(AIM OF THE TASK): Copy out every line of each of the rows below word for word.

--- SUPPLIED RECORDS ---

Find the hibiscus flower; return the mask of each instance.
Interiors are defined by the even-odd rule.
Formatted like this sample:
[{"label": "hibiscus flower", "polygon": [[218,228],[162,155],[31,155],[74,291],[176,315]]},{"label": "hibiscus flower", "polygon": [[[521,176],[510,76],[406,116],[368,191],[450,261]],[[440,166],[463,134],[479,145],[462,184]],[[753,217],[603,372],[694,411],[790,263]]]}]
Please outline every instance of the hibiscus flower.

---

(FINAL RESULT):
Find the hibiscus flower; return the mask of each instance.
Interiors are defined by the even-odd rule.
Formatted like this sample:
[{"label": "hibiscus flower", "polygon": [[218,228],[162,155],[31,155],[74,291],[176,315]]},{"label": "hibiscus flower", "polygon": [[[521,176],[510,76],[406,116],[368,191],[450,261]],[[440,166],[463,134],[479,145],[462,184]],[[753,217],[603,372],[694,411],[790,263]]]}]
Please outline every instance of the hibiscus flower.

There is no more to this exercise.